STORED ROWS:

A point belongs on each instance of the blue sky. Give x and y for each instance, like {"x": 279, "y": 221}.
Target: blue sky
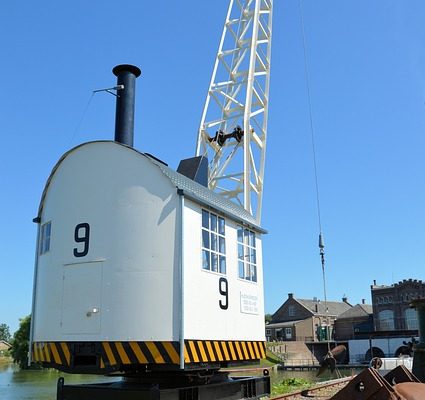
{"x": 367, "y": 73}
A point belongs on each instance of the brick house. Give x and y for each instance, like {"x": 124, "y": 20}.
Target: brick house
{"x": 391, "y": 305}
{"x": 354, "y": 322}
{"x": 305, "y": 320}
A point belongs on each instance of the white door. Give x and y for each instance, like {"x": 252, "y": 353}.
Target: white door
{"x": 81, "y": 302}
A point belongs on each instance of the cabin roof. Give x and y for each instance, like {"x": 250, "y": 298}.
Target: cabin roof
{"x": 203, "y": 195}
{"x": 190, "y": 188}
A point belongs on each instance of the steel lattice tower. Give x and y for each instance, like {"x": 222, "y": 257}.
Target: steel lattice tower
{"x": 233, "y": 127}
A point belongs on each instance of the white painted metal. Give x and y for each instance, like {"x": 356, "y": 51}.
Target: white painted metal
{"x": 203, "y": 316}
{"x": 238, "y": 95}
{"x": 130, "y": 284}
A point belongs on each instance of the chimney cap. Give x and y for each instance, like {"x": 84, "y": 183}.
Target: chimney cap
{"x": 126, "y": 67}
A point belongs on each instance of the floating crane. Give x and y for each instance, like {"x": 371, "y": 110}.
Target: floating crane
{"x": 233, "y": 129}
{"x": 152, "y": 274}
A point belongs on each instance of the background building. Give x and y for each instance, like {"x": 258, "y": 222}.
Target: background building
{"x": 355, "y": 322}
{"x": 305, "y": 320}
{"x": 391, "y": 305}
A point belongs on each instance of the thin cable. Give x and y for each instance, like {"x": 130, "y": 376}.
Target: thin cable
{"x": 313, "y": 146}
{"x": 311, "y": 116}
{"x": 77, "y": 128}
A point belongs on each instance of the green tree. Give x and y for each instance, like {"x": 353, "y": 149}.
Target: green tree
{"x": 5, "y": 332}
{"x": 20, "y": 343}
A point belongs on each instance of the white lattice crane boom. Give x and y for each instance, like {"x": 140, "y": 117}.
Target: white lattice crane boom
{"x": 233, "y": 129}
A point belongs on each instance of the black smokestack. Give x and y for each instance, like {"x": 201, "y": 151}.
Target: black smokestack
{"x": 124, "y": 114}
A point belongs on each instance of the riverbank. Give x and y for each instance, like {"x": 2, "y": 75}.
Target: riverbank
{"x": 16, "y": 384}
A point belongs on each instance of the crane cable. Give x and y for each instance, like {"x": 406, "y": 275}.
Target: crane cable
{"x": 321, "y": 239}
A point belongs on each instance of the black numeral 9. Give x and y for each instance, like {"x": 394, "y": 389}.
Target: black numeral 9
{"x": 82, "y": 235}
{"x": 223, "y": 288}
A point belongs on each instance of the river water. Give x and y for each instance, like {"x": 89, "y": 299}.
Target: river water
{"x": 17, "y": 384}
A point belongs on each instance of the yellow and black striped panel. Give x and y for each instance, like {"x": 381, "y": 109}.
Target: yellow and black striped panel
{"x": 52, "y": 353}
{"x": 203, "y": 351}
{"x": 116, "y": 355}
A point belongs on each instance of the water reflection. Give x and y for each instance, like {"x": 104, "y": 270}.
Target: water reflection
{"x": 16, "y": 384}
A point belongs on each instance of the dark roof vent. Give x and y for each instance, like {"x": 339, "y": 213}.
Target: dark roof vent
{"x": 195, "y": 168}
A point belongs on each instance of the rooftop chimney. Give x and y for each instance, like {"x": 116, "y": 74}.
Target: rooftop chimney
{"x": 124, "y": 115}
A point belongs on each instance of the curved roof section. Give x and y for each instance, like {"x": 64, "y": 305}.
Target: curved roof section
{"x": 190, "y": 188}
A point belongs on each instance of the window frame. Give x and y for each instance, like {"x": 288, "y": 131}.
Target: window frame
{"x": 213, "y": 243}
{"x": 247, "y": 258}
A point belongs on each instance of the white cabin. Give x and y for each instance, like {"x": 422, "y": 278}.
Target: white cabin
{"x": 138, "y": 265}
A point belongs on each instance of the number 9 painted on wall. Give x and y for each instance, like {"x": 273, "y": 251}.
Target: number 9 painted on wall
{"x": 223, "y": 288}
{"x": 82, "y": 235}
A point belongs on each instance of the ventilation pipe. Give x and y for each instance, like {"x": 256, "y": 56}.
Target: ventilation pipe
{"x": 124, "y": 115}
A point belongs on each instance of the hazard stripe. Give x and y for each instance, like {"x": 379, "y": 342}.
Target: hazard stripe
{"x": 193, "y": 350}
{"x": 123, "y": 355}
{"x": 186, "y": 355}
{"x": 245, "y": 351}
{"x": 66, "y": 352}
{"x": 171, "y": 351}
{"x": 37, "y": 353}
{"x": 202, "y": 350}
{"x": 139, "y": 355}
{"x": 251, "y": 351}
{"x": 263, "y": 349}
{"x": 232, "y": 351}
{"x": 55, "y": 353}
{"x": 257, "y": 353}
{"x": 46, "y": 352}
{"x": 40, "y": 354}
{"x": 226, "y": 353}
{"x": 239, "y": 351}
{"x": 210, "y": 351}
{"x": 36, "y": 356}
{"x": 155, "y": 353}
{"x": 218, "y": 351}
{"x": 114, "y": 354}
{"x": 109, "y": 353}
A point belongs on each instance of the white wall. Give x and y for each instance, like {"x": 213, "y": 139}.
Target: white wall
{"x": 129, "y": 273}
{"x": 204, "y": 319}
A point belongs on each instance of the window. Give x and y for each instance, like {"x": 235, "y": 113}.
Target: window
{"x": 46, "y": 230}
{"x": 386, "y": 320}
{"x": 247, "y": 255}
{"x": 213, "y": 243}
{"x": 411, "y": 318}
{"x": 288, "y": 333}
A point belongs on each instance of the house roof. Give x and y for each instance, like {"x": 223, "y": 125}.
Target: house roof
{"x": 190, "y": 188}
{"x": 359, "y": 310}
{"x": 334, "y": 307}
{"x": 283, "y": 324}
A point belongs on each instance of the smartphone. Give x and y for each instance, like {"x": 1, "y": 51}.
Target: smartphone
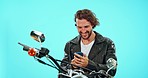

AIM OF THE EXERCISE: Determine how many lines of the material above contain the string "lattice", treating uppercase and lowercase letters as distinct, and give only that number.

SOLUTION TO THE EXERCISE: 4